> [Try it]: Could you please return each line of the data that has the word "background"?

> [Records to use]:
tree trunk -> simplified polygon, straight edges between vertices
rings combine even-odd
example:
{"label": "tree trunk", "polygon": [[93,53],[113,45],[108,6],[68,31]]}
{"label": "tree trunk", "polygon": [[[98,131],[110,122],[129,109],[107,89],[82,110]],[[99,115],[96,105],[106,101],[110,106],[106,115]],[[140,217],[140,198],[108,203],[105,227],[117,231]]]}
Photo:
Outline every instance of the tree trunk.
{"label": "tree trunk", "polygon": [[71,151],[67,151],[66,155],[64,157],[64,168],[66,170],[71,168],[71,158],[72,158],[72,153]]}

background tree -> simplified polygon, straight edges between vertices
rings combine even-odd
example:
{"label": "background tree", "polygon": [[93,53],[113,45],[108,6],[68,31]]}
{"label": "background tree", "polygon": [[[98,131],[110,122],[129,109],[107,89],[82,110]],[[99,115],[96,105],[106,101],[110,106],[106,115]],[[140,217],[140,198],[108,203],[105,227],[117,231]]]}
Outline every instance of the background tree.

---

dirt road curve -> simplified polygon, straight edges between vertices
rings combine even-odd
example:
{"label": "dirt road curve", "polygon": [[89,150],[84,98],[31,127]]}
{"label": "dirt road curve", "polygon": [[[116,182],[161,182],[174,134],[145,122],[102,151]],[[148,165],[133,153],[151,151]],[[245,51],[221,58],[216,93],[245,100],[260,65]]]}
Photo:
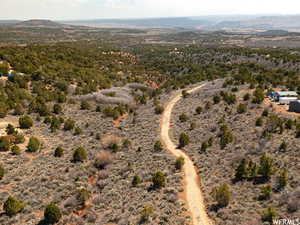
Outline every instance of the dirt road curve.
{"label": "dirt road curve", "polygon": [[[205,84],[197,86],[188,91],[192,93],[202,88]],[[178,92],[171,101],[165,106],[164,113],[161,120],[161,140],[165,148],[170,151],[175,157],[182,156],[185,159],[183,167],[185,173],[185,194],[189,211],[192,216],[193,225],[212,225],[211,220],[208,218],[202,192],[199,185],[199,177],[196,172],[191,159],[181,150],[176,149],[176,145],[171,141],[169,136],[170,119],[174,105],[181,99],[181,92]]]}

> [Result of this exercise]:
background tree -> simplified polygon, straight edges between vertices
{"label": "background tree", "polygon": [[93,53],[113,45],[108,6],[68,31]]}
{"label": "background tree", "polygon": [[[98,131],[110,122],[129,109],[107,89],[82,110]],[[99,115],[96,105],[106,101],[110,106],[106,115]],[[140,217],[140,198],[108,203],[105,227],[117,231]]]}
Outline every instance of the background tree.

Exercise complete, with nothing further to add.